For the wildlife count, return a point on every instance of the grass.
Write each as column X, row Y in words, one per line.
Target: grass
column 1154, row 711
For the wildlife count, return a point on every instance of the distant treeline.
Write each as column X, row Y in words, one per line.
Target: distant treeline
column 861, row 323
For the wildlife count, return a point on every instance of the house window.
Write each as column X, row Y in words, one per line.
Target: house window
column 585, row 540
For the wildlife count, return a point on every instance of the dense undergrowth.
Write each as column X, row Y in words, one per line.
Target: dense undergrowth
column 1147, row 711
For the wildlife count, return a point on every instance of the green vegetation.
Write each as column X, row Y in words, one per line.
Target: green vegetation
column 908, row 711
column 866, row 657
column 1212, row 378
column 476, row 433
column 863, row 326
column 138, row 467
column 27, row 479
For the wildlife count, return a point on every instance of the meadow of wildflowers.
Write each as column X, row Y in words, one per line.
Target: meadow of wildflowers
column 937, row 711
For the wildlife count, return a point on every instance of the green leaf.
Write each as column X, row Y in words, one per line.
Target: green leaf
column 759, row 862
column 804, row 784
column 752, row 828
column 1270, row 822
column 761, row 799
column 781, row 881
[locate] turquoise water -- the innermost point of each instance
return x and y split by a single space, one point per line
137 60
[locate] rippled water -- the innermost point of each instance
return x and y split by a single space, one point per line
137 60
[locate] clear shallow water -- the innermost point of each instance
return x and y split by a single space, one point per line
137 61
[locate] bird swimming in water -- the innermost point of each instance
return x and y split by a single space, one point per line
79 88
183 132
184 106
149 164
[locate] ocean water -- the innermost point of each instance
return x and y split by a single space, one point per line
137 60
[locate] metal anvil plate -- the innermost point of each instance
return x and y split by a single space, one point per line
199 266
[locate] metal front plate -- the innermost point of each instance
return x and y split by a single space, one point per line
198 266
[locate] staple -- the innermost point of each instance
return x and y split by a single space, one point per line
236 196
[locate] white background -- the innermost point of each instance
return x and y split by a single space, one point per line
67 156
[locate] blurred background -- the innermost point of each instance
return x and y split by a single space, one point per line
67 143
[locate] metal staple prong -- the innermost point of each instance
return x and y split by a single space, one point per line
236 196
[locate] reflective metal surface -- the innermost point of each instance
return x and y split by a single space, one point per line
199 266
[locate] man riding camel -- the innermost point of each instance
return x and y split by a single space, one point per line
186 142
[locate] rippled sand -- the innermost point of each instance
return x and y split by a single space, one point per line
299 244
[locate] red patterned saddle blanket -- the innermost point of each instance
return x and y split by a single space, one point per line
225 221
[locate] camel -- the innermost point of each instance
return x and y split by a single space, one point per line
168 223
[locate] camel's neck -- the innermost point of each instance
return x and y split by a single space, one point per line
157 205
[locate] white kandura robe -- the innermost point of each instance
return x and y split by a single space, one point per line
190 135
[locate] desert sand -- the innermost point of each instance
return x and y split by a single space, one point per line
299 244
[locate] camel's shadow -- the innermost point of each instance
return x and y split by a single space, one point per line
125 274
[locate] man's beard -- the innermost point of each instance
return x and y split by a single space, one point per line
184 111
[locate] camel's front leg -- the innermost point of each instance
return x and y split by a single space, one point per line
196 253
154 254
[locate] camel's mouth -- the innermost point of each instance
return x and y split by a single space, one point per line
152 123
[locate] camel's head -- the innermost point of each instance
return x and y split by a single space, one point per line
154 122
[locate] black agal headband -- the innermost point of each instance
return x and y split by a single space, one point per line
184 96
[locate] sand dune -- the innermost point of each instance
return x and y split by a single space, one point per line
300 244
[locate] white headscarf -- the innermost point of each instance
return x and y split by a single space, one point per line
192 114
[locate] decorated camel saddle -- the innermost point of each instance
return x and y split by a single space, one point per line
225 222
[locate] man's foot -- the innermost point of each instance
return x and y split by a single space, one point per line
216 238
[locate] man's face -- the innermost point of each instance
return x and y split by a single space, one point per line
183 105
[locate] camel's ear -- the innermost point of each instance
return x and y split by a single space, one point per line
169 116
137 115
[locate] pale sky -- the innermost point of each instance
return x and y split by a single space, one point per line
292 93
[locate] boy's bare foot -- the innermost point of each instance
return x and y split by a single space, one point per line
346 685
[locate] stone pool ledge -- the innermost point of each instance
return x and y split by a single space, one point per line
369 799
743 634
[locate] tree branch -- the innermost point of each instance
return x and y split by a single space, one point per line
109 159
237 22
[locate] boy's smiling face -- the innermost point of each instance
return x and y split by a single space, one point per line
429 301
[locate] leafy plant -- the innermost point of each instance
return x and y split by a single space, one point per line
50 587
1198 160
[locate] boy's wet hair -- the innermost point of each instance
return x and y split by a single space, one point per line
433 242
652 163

• _To be done_
Please print the lines of the records exactly as they appear, from the line containing "[locate] leafy plant" through the end of the records, inclusive.

• _Result of this exercise_
[locate] leafy plant -- the innermost point of each instance
return x and y split by a single space, one point per line
50 587
1198 160
[locate] boy's wet hair -- the innermost point of each instance
return x and y split by a single space, one point per line
433 242
652 163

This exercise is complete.